WHAT IS EXPECTED: Give only the number of lines in the records below that contain the string "driveway". Case matters.

DATASET ROWS:
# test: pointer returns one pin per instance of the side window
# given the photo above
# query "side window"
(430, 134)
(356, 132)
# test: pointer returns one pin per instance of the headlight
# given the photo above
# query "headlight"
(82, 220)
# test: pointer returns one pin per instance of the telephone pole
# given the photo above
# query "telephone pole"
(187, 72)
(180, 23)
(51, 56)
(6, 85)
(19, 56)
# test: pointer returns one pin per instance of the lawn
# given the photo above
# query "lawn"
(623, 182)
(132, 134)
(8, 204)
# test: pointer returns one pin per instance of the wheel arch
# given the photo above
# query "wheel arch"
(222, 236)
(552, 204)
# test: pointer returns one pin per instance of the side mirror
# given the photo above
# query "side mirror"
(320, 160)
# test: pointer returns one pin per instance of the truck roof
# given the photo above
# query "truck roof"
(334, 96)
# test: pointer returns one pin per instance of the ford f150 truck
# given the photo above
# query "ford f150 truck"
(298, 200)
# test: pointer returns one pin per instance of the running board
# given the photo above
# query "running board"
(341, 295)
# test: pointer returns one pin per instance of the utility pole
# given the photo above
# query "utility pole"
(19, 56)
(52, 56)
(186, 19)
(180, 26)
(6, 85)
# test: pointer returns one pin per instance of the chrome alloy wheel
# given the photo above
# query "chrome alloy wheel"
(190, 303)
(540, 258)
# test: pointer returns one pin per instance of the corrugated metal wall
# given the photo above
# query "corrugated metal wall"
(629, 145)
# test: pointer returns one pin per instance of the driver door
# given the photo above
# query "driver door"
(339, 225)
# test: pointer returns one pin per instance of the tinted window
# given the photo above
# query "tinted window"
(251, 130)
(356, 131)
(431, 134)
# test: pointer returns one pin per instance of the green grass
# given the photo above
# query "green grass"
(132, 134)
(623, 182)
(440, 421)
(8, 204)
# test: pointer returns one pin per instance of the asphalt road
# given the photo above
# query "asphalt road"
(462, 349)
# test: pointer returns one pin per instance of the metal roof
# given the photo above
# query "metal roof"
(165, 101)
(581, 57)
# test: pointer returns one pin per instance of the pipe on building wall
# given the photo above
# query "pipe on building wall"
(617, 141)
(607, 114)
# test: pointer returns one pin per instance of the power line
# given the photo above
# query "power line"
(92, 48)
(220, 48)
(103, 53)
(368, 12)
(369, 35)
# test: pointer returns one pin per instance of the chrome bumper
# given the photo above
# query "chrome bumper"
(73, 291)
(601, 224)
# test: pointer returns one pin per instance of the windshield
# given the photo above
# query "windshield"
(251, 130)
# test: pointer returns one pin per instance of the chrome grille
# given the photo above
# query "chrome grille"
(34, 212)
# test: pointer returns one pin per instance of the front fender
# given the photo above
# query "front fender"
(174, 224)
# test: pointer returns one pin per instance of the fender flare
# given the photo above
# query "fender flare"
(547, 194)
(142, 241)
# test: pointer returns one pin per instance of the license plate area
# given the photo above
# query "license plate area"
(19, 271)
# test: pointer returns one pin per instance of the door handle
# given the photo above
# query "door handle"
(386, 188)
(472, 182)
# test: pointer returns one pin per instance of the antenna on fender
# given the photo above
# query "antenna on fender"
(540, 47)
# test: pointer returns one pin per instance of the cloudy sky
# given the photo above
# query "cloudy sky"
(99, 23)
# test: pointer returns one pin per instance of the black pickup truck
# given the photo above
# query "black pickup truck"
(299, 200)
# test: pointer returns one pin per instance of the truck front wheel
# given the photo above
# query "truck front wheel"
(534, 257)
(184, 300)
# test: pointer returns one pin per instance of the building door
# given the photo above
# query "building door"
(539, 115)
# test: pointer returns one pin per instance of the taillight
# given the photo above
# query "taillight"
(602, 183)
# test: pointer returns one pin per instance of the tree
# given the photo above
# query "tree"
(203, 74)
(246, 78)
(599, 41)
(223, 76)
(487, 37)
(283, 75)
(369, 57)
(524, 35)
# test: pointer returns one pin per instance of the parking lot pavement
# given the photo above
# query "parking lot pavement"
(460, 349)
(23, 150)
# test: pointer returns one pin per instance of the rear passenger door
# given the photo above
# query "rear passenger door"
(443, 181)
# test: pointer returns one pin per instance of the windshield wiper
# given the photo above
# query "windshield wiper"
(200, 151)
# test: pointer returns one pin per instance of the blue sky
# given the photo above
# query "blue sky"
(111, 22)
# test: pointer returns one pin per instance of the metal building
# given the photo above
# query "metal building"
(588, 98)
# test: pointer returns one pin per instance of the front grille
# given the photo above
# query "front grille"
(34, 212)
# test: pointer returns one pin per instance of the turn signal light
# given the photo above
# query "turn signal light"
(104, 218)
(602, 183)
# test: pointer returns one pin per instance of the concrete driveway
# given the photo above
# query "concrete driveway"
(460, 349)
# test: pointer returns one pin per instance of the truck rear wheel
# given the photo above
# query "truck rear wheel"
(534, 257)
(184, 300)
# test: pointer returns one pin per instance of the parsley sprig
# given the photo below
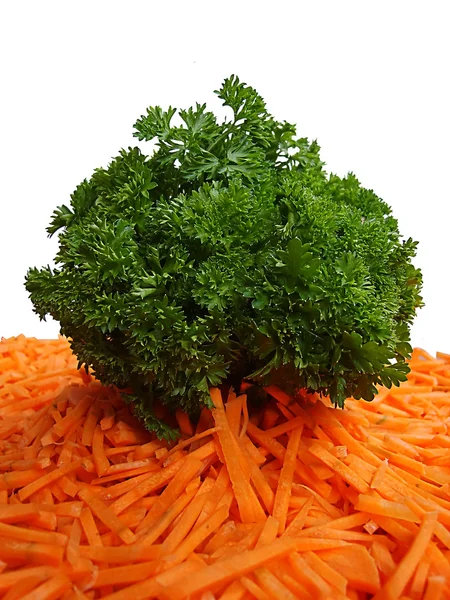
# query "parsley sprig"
(229, 253)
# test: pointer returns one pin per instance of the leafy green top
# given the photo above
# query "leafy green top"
(229, 253)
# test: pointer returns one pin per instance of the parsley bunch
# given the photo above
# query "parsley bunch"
(229, 253)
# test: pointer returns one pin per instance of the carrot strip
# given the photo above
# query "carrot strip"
(98, 453)
(48, 478)
(239, 481)
(281, 503)
(153, 533)
(398, 581)
(190, 470)
(23, 586)
(17, 513)
(53, 588)
(107, 516)
(30, 552)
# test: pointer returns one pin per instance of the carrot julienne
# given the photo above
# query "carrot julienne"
(295, 500)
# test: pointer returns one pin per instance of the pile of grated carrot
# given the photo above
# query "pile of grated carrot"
(298, 500)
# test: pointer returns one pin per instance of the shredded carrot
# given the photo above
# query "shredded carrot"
(296, 500)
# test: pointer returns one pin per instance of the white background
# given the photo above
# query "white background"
(369, 80)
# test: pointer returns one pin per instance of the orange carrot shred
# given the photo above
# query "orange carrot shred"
(292, 500)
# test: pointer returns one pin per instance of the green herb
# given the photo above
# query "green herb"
(229, 253)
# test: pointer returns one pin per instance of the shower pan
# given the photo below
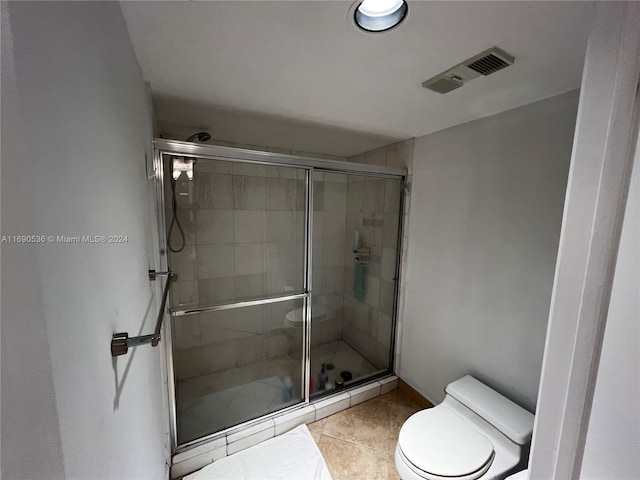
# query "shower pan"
(286, 285)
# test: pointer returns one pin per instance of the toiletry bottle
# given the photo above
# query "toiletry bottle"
(287, 393)
(321, 379)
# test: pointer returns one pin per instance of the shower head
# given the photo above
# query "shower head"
(200, 136)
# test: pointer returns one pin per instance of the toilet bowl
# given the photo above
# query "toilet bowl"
(475, 433)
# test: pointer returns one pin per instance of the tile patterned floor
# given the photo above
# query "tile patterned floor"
(359, 443)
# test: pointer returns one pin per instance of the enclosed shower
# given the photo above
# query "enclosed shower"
(286, 285)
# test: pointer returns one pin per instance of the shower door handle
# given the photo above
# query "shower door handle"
(120, 342)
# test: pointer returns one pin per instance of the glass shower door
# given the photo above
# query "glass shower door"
(355, 251)
(238, 245)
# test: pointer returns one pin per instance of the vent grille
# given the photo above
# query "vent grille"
(485, 63)
(488, 64)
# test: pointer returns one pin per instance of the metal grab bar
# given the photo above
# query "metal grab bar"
(120, 342)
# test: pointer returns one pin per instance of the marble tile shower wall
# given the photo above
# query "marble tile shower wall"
(369, 327)
(244, 233)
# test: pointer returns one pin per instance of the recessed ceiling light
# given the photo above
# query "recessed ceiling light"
(380, 15)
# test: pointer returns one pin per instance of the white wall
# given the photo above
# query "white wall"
(487, 203)
(73, 158)
(613, 436)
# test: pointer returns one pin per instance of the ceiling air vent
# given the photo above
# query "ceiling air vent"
(485, 63)
(490, 61)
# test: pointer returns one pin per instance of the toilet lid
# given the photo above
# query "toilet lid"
(440, 442)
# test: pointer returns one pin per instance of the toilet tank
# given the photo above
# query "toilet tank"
(511, 419)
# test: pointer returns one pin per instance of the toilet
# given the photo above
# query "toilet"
(475, 433)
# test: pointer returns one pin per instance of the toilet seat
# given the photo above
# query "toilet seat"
(437, 443)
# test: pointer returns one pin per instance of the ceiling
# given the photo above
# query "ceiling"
(292, 73)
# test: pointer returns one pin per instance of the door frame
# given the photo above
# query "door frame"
(602, 158)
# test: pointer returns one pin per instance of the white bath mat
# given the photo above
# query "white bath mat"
(291, 456)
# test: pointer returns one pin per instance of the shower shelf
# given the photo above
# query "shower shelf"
(362, 255)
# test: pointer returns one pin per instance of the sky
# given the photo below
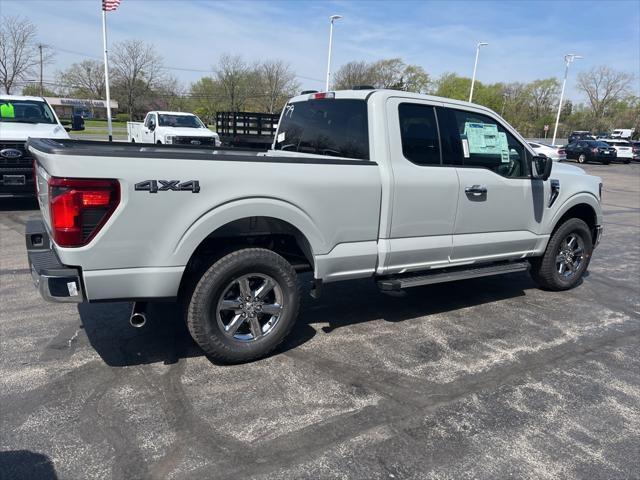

EXERCISE OUTPUT: 2